> Source extract
Never been caught... Locked bedroom doors are very handy... got it on once in the bathroom.

We have lots of kids, they have their freinds over, house is "Grand central station" sometimes...not going to stop us...

Sometimes it's downright amusing or highly irritating ...having the youngest outside the door whining he wants something while we are getting it on... I wouldn't even try to tip toe around the fact - Mom & Dad needs their alone time... it's life,







is beautiful... you don't announce it -but you don't act like it never happens either..

All children should witness some engaging banter, a little flirting, kissing from their parents.... this is very healthy.. Kinda nuts when they grow up and see casual unmarried sex with all the damn excitement -then think when you marry it all goes to sh**.

Heck if I had a sign to hang on our door to keep them out- to leave us alone, I'd put it up, they can think whatever they want [email protected]#


----------



## BjornFree (Aug 16, 2012)

Never been caught. When I was 12, me and my younger brother(he was 9) would sneak into the adjoining common bathroom separating our room from our parents' room at the wee hours just to hear creaky sounds that were coming from the other room. I had my poor little brother convinced that there was a ghost in the house. The stupid git went and complained to mother, suffice to say that my bum has never been the same since then.


----------



## Gseries (Jan 6, 2013)

Happyquest said:


> I have a question related but its not about actually getting caught its about hiding Toys, We had our in a lock box under the bed. I can say that it was brought up more than once about whats in that locked box under the bed. Even as they got older they wanted in that box. We got rid of it. Most toys are now in my top dresser drawer. If you go though dads drawers you might have some questions. Not sure How I will answer what is the rope for?


my wife has declared the toys must move. The nightstans is just too visible with older kids. She also made a a secret pact with her sister to dispose of the vibrators in the event of a double passing. Eventually I convinced her this was silly because
I don't think anyone is going to think less of her after she dies because she owned a vibrator. And handcuffs. No rope, but maybe a blindfold. And a couple other toys....
_Posted via Mobile Device_


----------



## larry.gray (Feb 21, 2011)

forevermemorable said:


> I think it is a terrible thing to expose yourself out in public...its called indecency.


No, I don't advocate that. You were talking about at home.



forevermemorable said:


> Here in the United States, it will get you arrested.


Not here. We don't have a state law about public nudity. Indecent exposure is defined as nudity intended to incite a sexual response. So flashing is out but just walking naked isn't illegal

Cities can pass ordinances and more than half have. Even then, it has been deemed an acceptable means of political protest so the cities are limited in prosecuting for it. 

We had an old fat guy protest the TSA by stripping naked at the airport. The city arrested him, but were forced to drop charges.



forevermemorable said:


> In regards to kids, I think it is fine to be naked in front of them, but I believe there is a certain age that it is unacceptable. I am sorry, I don't need my 7 year old daughter seeing me naked. Unacceptable! There is a reason why boys are not allowed in women's restrooms after a certain age...in fact many states have laws against that. Some say when I child hits puberty is when you should stop taking a child into the opposite sex bathroom.

> Provided material

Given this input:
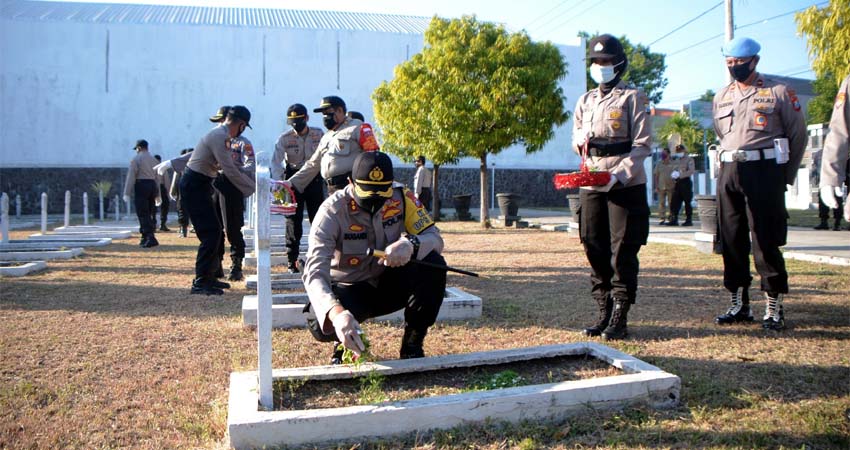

> Written tasks
1. Duplicate the passage of the forum thread from "## BjornFree (Aug" to "(Jan 6, 2013)".
2. In the forum thread, how does larry.gray say indecent exposure is defined?
Work only from the forum thread, not from the data.

> Completed exercise
1.
## BjornFree (Aug 16, 2012)

Never been caught. When I was 12, me and my younger brother(he was 9) would sneak into the adjoining common bathroom separating our room from our parents' room at the wee hours just to hear creaky sounds that were coming from the other room. I had my poor little brother convinced that there was a ghost in the house. The stupid git went and complained to mother, suffice to say that my bum has never been the same since then.


----------



## Gseries (Jan 6, 2013)

2. As nudity intended to incite a sexual response.